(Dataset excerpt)
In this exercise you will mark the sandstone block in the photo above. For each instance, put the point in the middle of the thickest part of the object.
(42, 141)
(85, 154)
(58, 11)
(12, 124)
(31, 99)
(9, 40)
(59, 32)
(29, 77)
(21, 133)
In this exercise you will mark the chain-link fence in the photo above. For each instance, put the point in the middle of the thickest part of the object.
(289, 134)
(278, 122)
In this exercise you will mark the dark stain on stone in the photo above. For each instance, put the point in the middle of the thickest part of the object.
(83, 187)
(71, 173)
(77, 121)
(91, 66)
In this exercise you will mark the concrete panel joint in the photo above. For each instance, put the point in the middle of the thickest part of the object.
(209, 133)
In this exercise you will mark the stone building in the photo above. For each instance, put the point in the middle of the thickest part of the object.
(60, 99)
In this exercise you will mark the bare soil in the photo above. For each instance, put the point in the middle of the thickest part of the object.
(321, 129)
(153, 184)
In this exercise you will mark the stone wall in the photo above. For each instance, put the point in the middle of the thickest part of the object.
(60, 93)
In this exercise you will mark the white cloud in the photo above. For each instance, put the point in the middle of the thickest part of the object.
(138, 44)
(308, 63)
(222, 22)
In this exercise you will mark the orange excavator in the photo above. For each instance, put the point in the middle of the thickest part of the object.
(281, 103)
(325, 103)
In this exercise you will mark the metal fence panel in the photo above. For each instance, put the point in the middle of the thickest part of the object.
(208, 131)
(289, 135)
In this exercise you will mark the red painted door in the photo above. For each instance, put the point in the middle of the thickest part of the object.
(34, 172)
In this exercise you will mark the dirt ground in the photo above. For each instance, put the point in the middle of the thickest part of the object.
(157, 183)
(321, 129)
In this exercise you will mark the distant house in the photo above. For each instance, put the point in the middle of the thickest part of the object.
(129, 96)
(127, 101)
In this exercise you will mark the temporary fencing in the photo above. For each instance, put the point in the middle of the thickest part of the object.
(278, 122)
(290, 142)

◆ **WHAT TO DO**
Lay out the records above as a two-column CSV with the header columns "text" and "answer", one row per record. Put each record's text and its answer in a single quoted field, with any line breaks replaced by spaces.

◆ **CORRECT RESULT**
text,answer
"In this exercise you will mark the sandstone block in the photo above. For each instance, put the point in the middle of the thickest part of the object.","(42, 141) (85, 154) (58, 11) (12, 124) (31, 99) (9, 40) (59, 32) (29, 77) (21, 133)"
"In this exercise you will mark the chain-link fence in the photo above. For each instance, put the point in the middle of the thickest part of the object.","(289, 134) (278, 122)"
"In this exercise you will mark the dark stain on stone in the photo above. For each instance, put the point in the middle of the thickest part of the object.","(83, 187) (71, 173) (77, 121) (91, 66)"
"In this exercise you will mark the concrete panel joint in the photo above. For each instance, put the point in the middle of the thickest part of the object.","(209, 133)"
"In this exercise you will mark the stone building in the photo above. For each instance, put the point in the middle of the thickest part of the object.","(60, 99)"
"In this exercise you will mark the bare soil in the photo above. For each instance, put the point in the middle of the thickest part of the object.","(321, 129) (153, 184)"
"In this exercise you will mark the stone wall in the photo above. For each instance, put the point in the middle of the thickest part of the object.","(60, 93)"
"In this exercise you will mark the white cloud in the photo above. For each instance, put the point in the middle of the thickest part of the object.","(138, 44) (308, 63) (222, 22)"
"In this exercise you will mark the orange excavator in the photo above. For each instance, put the point in the middle of the thickest part of the object.","(281, 103) (325, 103)"
"In this exercise you will mark the metal fence panel in the photo above. For each instance, put the point in the middle of the thickest part of the object.","(208, 131) (289, 135)"
"In this exercise you will mark the red painted door in the photo above. For each instance, put the point in the middle of the thickest part of the object.","(34, 172)"
"In this exercise you will mark the dirt ground in the photo above. For each instance, put the point in the middle of the thickest part of the object.","(157, 183) (321, 129)"
"In this exercise you will mark the distant house in the photo above. For each instance, put the point in the middle of the thickest part of the object.","(129, 96) (127, 101)"
"In this exercise you will mark the temporary fencing in the photo above. For each instance, put the point in the middle of the thickest part of the object.","(278, 122) (290, 142)"